* Fragmento del documento *
- - - - -

Los libros de cuentos
Resumen del libro: "Los libros de cuentos" de Willa Cather
Willa Cather, una figura destacada en la literatura norteamericana del siglo XX, ha dejado una profunda huella en el panorama literario con su habilidad para plasmar los efectos del tiempo y el cambio de espacio en la vida de sus personajes. Truman Capote la consideraba una gran artista, equiparándola incluso a Flaubert. En este volumen, se recopilan todos sus libros de cuentos, abarcando dieciocho piezas que abordan la evolución del género desde 1905 hasta 1947, año de su fallecimiento.
Los relatos de Cather revelan una sensibilidad excepcional para retratar personajes comúnmente desarraigados o rebeldes a un arraigo que limita sus sueños y deseos. La nostalgia no es un sentimiento simple en sus obras, sino que se convierte en una exploración profunda de la conexión entre naturaleza y arte, campo y ciudad, pasado y presente. Desde los trabajadores urbanos que anhelan los campos abiertos hasta las mujeres del condado de Red Willow en Nebraska, cuya vida parece incompleta sin la música de Wagner, Cather teje historias que exploran las complejidades de la experiencia humana.

- - - - -

* Datos de origen *
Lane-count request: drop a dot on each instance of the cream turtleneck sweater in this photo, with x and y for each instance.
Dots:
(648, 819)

- - - - -

* Tareas por realizar *
- A) Reescribe la parte del fragmento sobre Willa Cather que empieza con las palabras "Los relatos de" y acaba con "la experiencia humana.", poniendo "añoranza" en lugar de "nostalgia".
- B) Según el fragmento sobre Willa Cather, ¿cuántas piezas recoge el volumen?
Los datos son un material aparte, independiente del fragmento sobre Willa Cather.

* Soluciones *
- A)
Los relatos de Cather revelan una sensibilidad excepcional para retratar personajes comúnmente desarraigados o rebeldes a un arraigo que limita sus sueños y deseos. La añoranza no es un sentimiento simple en sus obras, sino que se convierte en una exploración profunda de la conexión entre naturaleza y arte, campo y ciudad, pasado y presente. Desde los trabajadores urbanos que anhelan los campos abiertos hasta las mujeres del condado de Red Willow en Nebraska, cuya vida parece incompleta sin la música de Wagner, Cather teje historias que exploran las complejidades de la experiencia humana.

- B) Dieciocho piezas.